*Excerpt provided*

▬▬▬▬▬▬▬▬▬▬

Power Minus Principle

The Grand Old Party’s Last Lions Roll Over

The Republican conscience became a total oxymoron at roughly the moment that John McCain abased himself to defend, incoherently, the man who mocked his experience as a POW.

opinion

Photo Illustration by the Daily Beast

For 150-odd years, since the time of the Civil War, the political contest in this country has been between the two parties we have now, Democrats and Republicans. This match constitutes what historians call “the third party system,” the first having been the competition between Hamilton’s Federalists and Jefferson’s Democratic-Republicans, and the second the one that featured Jackson’s Democrats versus the Whigs. The Republicans replaced the Whigs in the late 1850s, and we’ve been in the third system ever since.

Lately, I’m wondering how much longer it can last.

I just can’t see how a party as brain dead, soulless, mercenary, and unprincipled as Donald Trump’s Republican Party can survive for long. I know; the party still does represent a set of positions—one would be hard-pressed at this point to call them principles—to which millions of Americans attach themselves. And it serves as a great megaphone for many Americans’ racial and sexual repressions and resentments, and the unfortunate staying power of all that is not to be gainsaid.

▬▬▬▬▬▬▬▬▬▬

*Supplied data*
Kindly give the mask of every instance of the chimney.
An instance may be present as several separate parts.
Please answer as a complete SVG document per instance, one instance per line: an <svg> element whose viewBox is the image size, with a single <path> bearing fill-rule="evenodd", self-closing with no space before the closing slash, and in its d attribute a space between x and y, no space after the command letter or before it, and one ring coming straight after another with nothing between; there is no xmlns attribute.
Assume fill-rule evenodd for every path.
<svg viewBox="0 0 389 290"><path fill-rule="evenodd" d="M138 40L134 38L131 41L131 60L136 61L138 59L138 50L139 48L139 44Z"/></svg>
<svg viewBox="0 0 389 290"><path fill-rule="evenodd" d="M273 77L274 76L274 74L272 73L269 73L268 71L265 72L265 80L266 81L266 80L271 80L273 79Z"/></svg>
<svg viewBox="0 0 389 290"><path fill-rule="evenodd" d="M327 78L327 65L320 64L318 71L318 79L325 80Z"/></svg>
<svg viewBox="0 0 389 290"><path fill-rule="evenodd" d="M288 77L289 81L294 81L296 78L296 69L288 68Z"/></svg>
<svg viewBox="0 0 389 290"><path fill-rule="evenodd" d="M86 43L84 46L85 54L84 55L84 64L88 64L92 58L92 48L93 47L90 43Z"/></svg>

▬▬▬▬▬▬▬▬▬▬

*Required work*
1. In the opinion piece on the Republican Party, copy the passage starting at "The Grand Old" and ending at "system ever since.".
2. Based on the opinion piece on the Republican Party, is each statement below true? Answer yes or no for each and quote the words that decide it.
(a) The Republicans took the place of the Whigs in the late 1850s.
(b) The first party system was the contest between Jackson's Democrats and the Whigs.
(c) The writer considers the party's positions easy to call principles.

*Exercise responses*
1.
The Grand Old Party’s Last Lions Roll Over

The Republican conscience became a total oxymoron at roughly the moment that John McCain abased himself to defend, incoherently, the man who mocked his experience as a POW.

opinion

Photo Illustration by the Daily Beast

For 150-odd years, since the time of the Civil War, the political contest in this country has been between the two parties we have now, Democrats and Republicans. This match constitutes what historians call “the third party system,” the first having been the competition between Hamilton’s Federalists and Jefferson’s Democratic-Republicans, and the second the one that featured Jackson’s Democrats versus the Whigs. The Republicans replaced the Whigs in the late 1850s, and we’ve been in the third system ever since.

2.
(a) Yes: "The Republicans replaced the Whigs in the late 1850s"
(b) No: "the first having been the competition between Hamilton’s Federalists and Jefferson’s Democratic-Republicans"
(c) No: "one would be hard-pressed at this point to call them principles"